-- WHAT IS ASKED --
Reproduce the lines of the records below verbatim, starting from the line with "query (the noun phrase to segment): ginger" up to and including the line with "POLYGON ((106 8, 84".

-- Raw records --
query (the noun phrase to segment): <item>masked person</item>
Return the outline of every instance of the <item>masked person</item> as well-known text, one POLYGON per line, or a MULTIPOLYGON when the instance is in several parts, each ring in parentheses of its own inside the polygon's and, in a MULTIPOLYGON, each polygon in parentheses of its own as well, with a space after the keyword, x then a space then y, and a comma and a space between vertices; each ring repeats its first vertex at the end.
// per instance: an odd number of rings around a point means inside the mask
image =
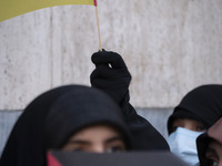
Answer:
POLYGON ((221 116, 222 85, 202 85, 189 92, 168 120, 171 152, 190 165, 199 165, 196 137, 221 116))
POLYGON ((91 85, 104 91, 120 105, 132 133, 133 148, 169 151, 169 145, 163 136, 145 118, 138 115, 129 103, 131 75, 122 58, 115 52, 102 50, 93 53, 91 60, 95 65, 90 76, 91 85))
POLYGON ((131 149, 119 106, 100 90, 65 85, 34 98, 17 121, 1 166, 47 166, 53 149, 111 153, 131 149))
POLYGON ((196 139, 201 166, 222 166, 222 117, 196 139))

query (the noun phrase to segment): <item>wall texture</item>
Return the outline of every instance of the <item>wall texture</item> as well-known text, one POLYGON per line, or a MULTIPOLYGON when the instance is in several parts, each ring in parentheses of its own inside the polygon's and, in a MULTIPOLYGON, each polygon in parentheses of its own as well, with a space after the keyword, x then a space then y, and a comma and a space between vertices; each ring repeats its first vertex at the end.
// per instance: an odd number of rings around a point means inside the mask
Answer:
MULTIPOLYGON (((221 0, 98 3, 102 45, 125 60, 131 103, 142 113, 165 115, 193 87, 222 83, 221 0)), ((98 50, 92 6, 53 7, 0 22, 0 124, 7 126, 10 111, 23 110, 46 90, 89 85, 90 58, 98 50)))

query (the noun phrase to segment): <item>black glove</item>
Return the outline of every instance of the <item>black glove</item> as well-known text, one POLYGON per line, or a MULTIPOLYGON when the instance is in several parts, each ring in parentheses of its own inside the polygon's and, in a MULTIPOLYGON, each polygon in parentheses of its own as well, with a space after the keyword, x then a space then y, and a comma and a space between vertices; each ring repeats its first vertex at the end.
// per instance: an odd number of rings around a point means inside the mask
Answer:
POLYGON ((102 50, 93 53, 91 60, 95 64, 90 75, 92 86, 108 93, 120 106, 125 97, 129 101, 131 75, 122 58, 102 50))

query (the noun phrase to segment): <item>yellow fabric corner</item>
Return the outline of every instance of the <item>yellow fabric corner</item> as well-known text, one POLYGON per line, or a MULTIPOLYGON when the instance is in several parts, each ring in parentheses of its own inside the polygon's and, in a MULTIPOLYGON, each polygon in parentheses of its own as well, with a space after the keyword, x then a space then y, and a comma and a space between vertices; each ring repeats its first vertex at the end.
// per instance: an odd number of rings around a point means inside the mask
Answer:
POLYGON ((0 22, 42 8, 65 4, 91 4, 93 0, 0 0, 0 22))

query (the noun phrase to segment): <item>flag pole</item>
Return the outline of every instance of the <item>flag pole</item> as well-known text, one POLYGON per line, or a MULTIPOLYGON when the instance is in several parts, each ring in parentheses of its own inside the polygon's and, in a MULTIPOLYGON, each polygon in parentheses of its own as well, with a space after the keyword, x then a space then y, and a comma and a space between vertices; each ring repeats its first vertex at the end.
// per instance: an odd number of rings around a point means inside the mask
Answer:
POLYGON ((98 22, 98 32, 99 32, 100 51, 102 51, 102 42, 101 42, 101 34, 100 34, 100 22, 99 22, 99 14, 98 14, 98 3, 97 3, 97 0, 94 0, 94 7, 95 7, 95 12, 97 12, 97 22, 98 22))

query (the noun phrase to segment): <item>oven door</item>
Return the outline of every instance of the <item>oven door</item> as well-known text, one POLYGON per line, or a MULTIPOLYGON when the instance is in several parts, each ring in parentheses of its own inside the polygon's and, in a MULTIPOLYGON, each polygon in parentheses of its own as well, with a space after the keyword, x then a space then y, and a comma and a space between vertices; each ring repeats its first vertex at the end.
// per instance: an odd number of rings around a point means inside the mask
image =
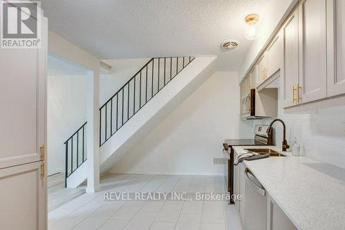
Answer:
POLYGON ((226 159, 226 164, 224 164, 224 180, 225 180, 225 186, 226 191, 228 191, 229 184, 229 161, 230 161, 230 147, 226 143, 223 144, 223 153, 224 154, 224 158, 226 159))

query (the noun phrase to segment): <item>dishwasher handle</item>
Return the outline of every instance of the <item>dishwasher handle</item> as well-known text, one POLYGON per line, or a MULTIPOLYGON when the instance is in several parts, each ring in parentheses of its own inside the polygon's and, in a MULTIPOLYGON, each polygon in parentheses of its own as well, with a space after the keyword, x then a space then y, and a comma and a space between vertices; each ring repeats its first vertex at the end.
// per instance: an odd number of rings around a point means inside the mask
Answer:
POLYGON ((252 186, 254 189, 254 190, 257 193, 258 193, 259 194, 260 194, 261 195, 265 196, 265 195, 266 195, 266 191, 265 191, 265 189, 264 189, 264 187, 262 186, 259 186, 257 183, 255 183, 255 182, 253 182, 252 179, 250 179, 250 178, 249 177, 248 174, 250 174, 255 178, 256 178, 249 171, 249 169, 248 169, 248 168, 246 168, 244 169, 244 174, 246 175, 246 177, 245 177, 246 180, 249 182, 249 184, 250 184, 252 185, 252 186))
* * *
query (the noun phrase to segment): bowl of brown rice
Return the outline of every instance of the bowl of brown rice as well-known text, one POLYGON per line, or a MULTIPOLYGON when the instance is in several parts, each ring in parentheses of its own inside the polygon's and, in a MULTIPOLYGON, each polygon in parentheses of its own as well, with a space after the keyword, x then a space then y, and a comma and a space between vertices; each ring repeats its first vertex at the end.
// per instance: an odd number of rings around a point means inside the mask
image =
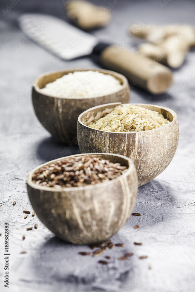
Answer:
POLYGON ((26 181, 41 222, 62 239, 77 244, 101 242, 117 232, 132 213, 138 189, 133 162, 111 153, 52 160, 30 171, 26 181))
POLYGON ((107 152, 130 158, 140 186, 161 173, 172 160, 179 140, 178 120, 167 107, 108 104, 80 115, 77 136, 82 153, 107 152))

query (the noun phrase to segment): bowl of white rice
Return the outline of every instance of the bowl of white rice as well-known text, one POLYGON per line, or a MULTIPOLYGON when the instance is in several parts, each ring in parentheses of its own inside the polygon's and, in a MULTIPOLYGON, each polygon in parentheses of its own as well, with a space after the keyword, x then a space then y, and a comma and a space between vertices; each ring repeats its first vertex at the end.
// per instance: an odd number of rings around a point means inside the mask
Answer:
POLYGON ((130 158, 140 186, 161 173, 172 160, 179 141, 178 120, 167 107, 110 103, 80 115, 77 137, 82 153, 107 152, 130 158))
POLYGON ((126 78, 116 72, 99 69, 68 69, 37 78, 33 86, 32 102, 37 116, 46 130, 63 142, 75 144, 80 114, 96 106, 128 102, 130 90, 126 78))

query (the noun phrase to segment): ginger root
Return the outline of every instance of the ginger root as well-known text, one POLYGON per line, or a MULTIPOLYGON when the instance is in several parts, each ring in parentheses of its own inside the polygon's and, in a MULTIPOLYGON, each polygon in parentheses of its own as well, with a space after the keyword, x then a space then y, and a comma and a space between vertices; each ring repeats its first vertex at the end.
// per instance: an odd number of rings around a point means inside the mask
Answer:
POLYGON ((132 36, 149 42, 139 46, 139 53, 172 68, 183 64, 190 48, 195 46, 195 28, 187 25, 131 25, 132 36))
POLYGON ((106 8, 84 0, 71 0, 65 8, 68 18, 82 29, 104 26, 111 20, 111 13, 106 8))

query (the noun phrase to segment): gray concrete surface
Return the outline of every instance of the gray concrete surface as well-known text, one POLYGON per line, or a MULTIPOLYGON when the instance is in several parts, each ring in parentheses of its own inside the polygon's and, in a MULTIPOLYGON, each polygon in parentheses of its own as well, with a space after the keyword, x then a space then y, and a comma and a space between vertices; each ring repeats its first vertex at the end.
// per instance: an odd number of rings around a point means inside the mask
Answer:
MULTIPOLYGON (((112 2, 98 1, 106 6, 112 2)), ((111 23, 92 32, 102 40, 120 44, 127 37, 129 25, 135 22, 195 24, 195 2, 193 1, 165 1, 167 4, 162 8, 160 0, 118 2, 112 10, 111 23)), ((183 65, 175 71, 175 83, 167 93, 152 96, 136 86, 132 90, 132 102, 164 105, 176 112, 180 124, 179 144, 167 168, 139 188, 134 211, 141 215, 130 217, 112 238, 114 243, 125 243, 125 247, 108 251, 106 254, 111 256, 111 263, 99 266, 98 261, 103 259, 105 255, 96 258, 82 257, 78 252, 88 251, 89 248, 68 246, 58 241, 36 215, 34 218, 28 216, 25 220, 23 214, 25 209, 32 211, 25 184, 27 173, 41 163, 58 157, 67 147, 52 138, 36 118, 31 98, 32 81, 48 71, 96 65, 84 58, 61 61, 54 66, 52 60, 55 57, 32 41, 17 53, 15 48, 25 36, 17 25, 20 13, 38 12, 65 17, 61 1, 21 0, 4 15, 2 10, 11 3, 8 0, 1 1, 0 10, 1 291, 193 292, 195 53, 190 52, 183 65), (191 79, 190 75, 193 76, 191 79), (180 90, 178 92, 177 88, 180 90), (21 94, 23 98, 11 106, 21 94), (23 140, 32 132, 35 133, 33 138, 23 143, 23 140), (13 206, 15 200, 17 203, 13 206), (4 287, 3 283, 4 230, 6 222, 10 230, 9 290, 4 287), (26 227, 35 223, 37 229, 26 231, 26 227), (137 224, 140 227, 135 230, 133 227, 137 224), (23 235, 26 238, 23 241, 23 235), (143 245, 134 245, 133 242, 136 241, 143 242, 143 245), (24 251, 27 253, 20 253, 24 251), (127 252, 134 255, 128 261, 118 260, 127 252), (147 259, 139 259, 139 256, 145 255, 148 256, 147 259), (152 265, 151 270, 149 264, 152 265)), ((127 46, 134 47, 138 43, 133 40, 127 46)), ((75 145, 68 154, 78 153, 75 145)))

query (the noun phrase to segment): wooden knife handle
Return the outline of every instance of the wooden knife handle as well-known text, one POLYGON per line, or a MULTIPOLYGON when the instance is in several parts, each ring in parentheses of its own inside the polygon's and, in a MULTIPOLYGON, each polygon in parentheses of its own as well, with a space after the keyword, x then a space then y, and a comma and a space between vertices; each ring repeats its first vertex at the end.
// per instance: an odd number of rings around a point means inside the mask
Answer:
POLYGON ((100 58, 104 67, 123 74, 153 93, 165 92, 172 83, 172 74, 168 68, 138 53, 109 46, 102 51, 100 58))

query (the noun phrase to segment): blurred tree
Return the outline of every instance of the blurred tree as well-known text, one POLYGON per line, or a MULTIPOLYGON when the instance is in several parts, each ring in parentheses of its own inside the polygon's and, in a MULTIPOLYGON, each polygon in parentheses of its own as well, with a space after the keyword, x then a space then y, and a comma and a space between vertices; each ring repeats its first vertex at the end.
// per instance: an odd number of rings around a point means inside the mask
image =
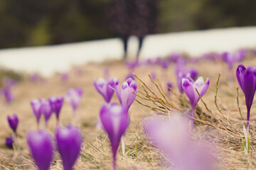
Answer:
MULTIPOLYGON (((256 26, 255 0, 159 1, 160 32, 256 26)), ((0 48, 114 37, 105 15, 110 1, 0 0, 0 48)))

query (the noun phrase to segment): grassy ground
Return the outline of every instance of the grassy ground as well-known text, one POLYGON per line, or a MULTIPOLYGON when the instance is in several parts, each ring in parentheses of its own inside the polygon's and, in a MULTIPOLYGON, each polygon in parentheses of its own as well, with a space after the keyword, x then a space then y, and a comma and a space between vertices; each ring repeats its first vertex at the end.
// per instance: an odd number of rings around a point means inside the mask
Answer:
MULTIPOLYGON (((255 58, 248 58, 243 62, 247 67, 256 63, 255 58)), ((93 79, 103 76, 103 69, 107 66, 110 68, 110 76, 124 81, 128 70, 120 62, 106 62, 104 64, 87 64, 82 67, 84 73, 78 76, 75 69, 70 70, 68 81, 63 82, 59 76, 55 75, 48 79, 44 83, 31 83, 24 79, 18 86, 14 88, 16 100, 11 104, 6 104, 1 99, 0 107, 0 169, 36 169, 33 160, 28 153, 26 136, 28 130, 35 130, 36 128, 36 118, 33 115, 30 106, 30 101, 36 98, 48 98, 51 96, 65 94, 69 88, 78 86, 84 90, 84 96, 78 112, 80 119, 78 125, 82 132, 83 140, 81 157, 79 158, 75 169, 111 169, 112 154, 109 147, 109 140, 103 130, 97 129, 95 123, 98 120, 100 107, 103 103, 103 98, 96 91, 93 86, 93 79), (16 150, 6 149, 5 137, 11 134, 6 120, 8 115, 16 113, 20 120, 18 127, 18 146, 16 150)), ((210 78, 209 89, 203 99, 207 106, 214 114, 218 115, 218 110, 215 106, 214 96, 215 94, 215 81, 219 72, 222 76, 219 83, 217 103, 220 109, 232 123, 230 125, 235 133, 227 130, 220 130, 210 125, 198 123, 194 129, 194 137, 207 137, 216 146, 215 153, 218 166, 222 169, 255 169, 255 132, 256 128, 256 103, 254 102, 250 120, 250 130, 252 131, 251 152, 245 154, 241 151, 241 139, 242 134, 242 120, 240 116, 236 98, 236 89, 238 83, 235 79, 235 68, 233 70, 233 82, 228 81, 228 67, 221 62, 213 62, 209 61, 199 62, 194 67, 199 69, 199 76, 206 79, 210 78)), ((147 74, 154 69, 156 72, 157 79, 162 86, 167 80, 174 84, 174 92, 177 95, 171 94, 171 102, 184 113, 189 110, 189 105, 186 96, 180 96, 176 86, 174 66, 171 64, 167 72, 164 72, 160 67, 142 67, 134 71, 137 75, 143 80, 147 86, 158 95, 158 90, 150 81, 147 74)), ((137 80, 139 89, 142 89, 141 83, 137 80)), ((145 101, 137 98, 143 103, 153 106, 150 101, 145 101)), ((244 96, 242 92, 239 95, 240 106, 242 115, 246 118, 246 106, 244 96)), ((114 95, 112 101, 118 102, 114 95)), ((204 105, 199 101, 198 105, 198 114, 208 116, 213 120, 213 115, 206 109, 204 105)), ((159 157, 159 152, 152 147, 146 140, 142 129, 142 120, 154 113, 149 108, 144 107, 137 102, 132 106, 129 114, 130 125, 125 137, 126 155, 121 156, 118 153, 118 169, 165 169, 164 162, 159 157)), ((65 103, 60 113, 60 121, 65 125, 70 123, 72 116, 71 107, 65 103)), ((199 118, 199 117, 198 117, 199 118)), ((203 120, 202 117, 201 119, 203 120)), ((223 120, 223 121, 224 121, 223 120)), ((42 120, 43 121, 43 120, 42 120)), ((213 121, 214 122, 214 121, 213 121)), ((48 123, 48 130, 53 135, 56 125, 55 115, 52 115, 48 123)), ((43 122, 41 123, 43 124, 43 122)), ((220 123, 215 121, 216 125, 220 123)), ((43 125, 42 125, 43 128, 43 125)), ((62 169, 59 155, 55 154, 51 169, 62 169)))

-- RESULT OF THIS TASK --
query (the noun phrase to segment): ginger root
Return the outline of every instance of the ginger root as well-known text, one POLYGON per line, or a MULTIPOLYGON when the instance is in several parts, each ring in parentheses of its own inside the polygon's and, in a MULTIPOLYGON, each polygon in parentheses of its own as well, with a space after the keyword, x then a space then y, and a comma and a space between vertices; each ring repeats its first vertex at the end.
// per instance: an odd number of rings around a point means inside the mask
Answer:
POLYGON ((132 36, 149 42, 139 46, 139 53, 172 68, 183 64, 190 48, 195 46, 195 28, 187 25, 131 25, 132 36))
POLYGON ((106 8, 84 0, 71 0, 65 8, 68 18, 82 29, 104 26, 111 20, 111 13, 106 8))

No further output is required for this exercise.